## What to work on
Copy the data below, switching every "with one point" to "with a single point" and leaving everything else unchanged.

* BEGIN The input *

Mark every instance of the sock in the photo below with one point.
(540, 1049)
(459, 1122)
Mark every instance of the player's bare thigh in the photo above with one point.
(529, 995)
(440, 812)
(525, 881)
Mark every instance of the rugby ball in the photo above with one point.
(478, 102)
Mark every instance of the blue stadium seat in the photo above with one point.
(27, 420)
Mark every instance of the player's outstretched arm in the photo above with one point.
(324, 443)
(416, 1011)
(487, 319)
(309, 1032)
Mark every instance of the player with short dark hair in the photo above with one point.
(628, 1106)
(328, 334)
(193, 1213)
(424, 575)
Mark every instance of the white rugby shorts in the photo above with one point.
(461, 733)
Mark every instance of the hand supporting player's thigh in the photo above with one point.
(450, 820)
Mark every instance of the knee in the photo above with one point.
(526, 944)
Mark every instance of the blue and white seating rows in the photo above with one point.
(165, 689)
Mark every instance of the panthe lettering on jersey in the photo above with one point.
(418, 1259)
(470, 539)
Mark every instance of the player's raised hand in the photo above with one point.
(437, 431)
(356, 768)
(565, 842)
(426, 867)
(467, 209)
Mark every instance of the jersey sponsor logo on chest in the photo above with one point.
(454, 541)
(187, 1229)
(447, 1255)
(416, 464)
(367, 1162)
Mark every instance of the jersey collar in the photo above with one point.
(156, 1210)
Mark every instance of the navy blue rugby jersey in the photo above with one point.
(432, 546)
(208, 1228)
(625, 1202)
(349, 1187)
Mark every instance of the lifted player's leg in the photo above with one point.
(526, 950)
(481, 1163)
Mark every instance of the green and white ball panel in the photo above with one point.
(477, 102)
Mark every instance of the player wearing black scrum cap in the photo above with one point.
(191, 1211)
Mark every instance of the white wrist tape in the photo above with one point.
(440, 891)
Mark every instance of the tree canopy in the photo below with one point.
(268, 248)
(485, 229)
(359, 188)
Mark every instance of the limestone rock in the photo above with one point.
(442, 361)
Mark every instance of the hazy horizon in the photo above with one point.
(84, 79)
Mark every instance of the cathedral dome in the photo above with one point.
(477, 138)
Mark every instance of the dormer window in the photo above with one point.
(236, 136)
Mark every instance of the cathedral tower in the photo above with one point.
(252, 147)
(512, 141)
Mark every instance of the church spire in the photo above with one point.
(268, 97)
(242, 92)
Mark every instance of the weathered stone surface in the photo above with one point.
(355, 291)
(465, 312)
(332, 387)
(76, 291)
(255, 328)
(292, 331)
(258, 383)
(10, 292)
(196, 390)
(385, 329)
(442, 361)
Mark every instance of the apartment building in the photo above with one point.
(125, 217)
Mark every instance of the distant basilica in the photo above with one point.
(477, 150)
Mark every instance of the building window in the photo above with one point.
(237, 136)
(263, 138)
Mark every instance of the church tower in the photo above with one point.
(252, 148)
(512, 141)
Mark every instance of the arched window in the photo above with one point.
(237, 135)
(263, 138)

* END The input *

## Task answer
Mark every instance of the sock in the photo below with a single point.
(540, 1049)
(459, 1122)
Mark every instance of the player's bare thigh in the photo above with a single point.
(529, 995)
(440, 812)
(525, 881)
Mark every instance of the rugby ball in the photo above with a single point.
(478, 102)
Mark every instance of the blue stadium seat in the photo above with a single point.
(27, 420)
Mark every instance of the player's outstretched arm in the photo above with a single point.
(324, 443)
(416, 1011)
(487, 319)
(309, 1032)
Mark every instance of the player with short dark hair in the photo above with a single point.
(628, 1106)
(328, 334)
(193, 1213)
(424, 575)
Mark every instance of the white rugby shorts in the photo above with a single point.
(461, 733)
Mark every instance of the hand supporting player's thigh in the photo above with a single point.
(450, 820)
Mark every instance of the knee in the photo above with a single point.
(526, 944)
Mark every instance of the blue and white seating rows in the photo above with a single point.
(165, 689)
Mark every instance of the panthe lettering on jersey in the photo above with a single point.
(418, 1259)
(470, 539)
Mark every instance of the player's raised hand in the photo above with a single point.
(437, 431)
(356, 768)
(565, 842)
(426, 867)
(467, 209)
Mark every instance of the jersey sponsor logo on chest in the photo above with a single point.
(454, 541)
(187, 1229)
(447, 1255)
(416, 464)
(367, 1162)
Mark every instance of the jersey collar in the photo above with a single point.
(156, 1210)
Mark every instance of the navy blue rugby jersey in the photo above with a single point.
(432, 546)
(208, 1228)
(625, 1202)
(349, 1187)
Mark every instance of the lifted player's leg in the photo above with a single point.
(526, 950)
(481, 1163)
Mark every instance of the green and white ball panel in the photo above with a single point.
(477, 102)
Mark every instance of the player wearing black scrum cap in the photo above with a single point.
(191, 1211)
Mark every instance of the white wrist tape in the photo above with a single point.
(440, 891)
Mark every instance of the tree canopy in the photo below with a single point.
(268, 248)
(485, 229)
(359, 188)
Mark every instance of the limestone rock in the photo above with a single point.
(442, 361)
Mark every instance of the hazy horizon in the photo above with a single point.
(84, 79)
Mark every instance of the cathedral dome in the photo above with a single point.
(477, 138)
Mark every instance of the dormer window in the photo above with a single point.
(236, 136)
Mark every instance of the cathedral tower in the photo above with a single point.
(252, 147)
(512, 141)
Mark every instance of the church spire in the photo above with a single point.
(268, 97)
(242, 92)
Mark every instance of the weathered stone surface in the photo above with a single point.
(355, 291)
(465, 312)
(332, 387)
(76, 291)
(255, 328)
(292, 331)
(258, 383)
(10, 292)
(196, 390)
(385, 329)
(442, 361)
Mark every instance of the apartment building in the photo above with a single point.
(125, 217)
Mark every instance of the distant basilica in the photo above with a single point.
(477, 150)
Mark every instance of the building window in the photo above with a single point.
(237, 136)
(263, 138)
Mark every instance of the church tower in the photo above with a single point.
(252, 148)
(512, 141)
Mark every instance of the arched window in the photo above with a single point.
(237, 135)
(263, 138)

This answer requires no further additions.